• [Entries shown]:
□ □ □

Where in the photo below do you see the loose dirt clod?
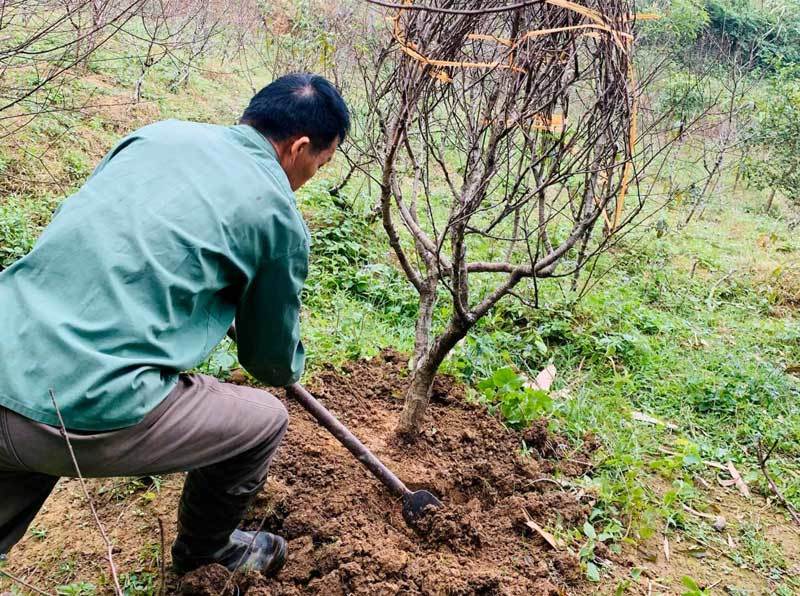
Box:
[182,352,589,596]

□ □ □

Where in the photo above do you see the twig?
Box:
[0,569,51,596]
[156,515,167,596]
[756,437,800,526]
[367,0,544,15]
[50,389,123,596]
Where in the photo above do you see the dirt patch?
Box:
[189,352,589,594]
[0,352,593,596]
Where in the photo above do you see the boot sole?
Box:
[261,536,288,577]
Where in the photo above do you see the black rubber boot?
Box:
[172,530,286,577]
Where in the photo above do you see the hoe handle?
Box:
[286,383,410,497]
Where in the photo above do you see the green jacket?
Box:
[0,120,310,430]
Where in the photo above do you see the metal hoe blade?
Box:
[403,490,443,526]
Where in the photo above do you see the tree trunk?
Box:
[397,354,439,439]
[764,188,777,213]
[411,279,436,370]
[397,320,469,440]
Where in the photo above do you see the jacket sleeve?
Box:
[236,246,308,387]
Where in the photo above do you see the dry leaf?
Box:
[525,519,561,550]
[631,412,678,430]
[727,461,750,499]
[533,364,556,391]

□ □ □

• [Given request]: Rewrite the listing from the line that contains "Where in the photo below" through the line that contains "[182,352,589,596]", replacing "loose dirt clod" with "dirt clump" and keeping everything else the same. Return only those lines, and leave the picture out.

• [Final result]:
Where in the photo below do you see the dirt clump?
Box:
[182,352,589,596]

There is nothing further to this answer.